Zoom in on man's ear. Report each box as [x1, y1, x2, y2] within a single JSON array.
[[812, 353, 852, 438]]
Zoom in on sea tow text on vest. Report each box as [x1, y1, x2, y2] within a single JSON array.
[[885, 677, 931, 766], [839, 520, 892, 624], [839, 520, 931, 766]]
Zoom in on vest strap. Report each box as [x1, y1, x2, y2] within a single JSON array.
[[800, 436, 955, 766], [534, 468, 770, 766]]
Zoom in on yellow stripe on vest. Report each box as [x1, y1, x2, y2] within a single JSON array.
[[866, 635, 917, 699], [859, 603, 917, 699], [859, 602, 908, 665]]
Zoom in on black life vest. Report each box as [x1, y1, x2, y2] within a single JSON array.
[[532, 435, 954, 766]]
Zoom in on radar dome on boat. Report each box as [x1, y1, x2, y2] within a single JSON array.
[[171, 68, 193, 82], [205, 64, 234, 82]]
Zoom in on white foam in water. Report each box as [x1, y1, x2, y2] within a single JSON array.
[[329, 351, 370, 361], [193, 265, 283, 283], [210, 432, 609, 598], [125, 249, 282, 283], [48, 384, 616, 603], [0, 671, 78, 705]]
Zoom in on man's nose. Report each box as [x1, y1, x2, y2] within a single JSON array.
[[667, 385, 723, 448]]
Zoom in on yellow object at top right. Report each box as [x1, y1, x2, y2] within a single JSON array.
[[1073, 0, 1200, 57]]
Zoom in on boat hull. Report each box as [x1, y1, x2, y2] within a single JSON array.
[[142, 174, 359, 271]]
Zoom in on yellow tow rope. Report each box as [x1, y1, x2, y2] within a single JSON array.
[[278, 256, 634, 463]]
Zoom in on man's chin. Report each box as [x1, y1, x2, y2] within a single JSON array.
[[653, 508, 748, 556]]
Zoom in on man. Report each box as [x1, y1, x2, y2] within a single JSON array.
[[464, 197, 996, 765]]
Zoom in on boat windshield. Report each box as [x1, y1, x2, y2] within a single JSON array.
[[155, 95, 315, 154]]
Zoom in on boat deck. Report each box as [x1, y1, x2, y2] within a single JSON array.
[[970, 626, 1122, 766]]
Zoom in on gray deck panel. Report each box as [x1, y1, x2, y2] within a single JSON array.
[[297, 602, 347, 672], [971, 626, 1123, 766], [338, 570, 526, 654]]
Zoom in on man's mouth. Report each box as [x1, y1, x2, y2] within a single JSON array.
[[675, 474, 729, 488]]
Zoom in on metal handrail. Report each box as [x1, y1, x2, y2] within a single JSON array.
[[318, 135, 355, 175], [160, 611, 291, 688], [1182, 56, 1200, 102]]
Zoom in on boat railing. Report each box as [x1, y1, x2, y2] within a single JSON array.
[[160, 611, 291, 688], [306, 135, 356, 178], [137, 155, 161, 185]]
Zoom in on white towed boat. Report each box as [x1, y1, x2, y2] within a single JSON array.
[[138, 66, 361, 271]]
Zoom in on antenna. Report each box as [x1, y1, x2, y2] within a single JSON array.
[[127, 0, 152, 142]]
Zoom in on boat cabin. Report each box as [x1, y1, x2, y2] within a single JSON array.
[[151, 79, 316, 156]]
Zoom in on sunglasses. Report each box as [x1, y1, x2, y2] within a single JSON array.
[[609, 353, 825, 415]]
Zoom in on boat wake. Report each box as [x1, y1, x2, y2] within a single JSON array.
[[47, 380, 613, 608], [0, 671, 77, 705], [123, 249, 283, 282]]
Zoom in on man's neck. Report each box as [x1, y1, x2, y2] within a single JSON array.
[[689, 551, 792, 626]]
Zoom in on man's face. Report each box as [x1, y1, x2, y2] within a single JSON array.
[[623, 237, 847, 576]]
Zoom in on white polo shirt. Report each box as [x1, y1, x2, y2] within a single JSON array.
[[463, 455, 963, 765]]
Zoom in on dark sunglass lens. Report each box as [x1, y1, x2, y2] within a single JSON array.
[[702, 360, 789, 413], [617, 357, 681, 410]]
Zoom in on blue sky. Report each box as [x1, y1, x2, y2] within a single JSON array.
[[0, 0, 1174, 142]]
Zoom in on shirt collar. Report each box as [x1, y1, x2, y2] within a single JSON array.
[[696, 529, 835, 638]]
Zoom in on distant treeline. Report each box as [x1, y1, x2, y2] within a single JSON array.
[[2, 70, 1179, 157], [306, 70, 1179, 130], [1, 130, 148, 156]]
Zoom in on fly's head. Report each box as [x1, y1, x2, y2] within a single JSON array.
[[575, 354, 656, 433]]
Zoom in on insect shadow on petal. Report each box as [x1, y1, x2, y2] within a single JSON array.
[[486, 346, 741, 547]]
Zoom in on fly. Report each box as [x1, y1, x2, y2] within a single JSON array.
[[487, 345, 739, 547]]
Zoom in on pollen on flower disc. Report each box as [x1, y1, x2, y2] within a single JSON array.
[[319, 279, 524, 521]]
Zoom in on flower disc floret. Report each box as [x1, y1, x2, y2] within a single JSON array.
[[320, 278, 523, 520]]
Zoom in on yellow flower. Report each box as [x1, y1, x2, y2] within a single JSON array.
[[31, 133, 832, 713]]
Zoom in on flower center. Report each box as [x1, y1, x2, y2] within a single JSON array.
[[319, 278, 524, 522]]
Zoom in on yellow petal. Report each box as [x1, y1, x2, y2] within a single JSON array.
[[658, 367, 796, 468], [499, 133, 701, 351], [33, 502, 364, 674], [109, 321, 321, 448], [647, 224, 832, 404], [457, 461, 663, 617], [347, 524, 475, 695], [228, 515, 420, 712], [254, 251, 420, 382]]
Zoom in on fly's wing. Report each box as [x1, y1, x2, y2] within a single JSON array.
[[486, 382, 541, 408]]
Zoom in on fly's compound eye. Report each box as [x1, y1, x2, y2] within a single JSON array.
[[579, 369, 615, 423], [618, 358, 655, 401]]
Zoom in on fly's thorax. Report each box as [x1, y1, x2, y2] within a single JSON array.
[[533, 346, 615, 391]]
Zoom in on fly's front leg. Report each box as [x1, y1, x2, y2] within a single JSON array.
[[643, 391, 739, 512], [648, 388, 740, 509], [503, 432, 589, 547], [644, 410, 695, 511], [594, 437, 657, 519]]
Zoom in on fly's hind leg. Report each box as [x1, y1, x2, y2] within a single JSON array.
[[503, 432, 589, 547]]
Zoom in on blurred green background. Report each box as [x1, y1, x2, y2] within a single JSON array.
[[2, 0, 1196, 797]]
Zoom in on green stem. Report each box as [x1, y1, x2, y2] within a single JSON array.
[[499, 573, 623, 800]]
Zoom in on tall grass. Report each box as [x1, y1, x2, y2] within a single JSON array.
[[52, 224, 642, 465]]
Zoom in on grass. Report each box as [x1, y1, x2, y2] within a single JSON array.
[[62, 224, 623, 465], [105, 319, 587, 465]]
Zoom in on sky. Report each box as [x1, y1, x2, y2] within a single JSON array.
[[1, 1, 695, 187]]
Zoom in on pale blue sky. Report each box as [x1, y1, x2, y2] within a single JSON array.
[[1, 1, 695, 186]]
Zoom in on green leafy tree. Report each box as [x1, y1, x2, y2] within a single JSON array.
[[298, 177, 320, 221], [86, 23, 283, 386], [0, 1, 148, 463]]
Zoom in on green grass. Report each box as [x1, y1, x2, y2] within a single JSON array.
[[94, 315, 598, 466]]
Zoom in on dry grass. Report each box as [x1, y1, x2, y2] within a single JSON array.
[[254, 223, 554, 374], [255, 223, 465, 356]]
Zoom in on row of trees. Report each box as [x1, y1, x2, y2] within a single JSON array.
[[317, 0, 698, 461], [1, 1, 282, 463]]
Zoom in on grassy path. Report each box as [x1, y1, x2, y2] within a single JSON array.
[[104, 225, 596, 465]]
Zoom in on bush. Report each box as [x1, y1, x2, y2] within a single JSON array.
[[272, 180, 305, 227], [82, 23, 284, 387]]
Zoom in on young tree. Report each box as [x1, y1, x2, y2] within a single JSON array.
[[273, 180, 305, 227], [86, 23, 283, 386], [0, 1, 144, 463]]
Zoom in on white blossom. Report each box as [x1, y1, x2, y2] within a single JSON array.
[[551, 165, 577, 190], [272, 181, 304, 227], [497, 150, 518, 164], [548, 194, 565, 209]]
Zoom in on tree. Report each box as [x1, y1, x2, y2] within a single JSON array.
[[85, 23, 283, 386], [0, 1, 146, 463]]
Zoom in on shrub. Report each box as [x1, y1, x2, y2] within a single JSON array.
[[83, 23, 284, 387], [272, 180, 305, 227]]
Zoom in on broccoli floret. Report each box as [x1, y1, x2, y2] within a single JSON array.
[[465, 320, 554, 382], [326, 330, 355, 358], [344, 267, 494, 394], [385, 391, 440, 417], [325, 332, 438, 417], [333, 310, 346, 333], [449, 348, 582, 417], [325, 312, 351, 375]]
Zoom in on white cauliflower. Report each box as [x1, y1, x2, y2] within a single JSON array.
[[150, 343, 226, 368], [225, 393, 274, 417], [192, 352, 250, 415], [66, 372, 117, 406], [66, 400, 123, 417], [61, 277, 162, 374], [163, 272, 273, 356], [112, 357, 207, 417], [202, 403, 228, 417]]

= = =

→ WHAT TO PRODUCE
Quote verbatim the line containing "Zoom in on young" and every line after it through the end of the records above.

→ TASK OUTPUT
Zoom in on young tree. Report each box as [x1, y1, x2, y2] within a single JSON array.
[[273, 180, 305, 227], [86, 23, 283, 386], [0, 1, 144, 463]]
Zoom in on white blossom. Report each box as [x1, y1, x2, y2] within a single JSON array.
[[551, 165, 577, 190], [272, 181, 304, 227], [497, 150, 518, 164], [548, 194, 565, 209]]
Zoom in on tree. Report each box as [x1, y1, x2, y2] within a single JSON array.
[[85, 23, 283, 386], [0, 1, 146, 463]]
Zoom in on shrub. Report each box as [x1, y1, x2, y2] within a single JSON array.
[[83, 23, 284, 387], [272, 180, 305, 227]]
Zoom in on broccoli floret. Report each box as [x1, y1, x2, y2] within a single JSON array.
[[465, 320, 554, 382], [326, 330, 355, 358], [344, 267, 494, 394], [385, 391, 440, 417], [325, 332, 438, 417], [333, 310, 346, 333], [449, 348, 582, 417], [325, 312, 351, 375]]
Zoom in on white cauliflower. Report each box as [x1, y1, x2, y2] within a single JSON array.
[[150, 343, 226, 368], [225, 393, 274, 417], [192, 352, 250, 415], [66, 372, 117, 406], [66, 400, 123, 417], [61, 277, 162, 374], [163, 272, 273, 356], [112, 357, 207, 417], [202, 403, 228, 417]]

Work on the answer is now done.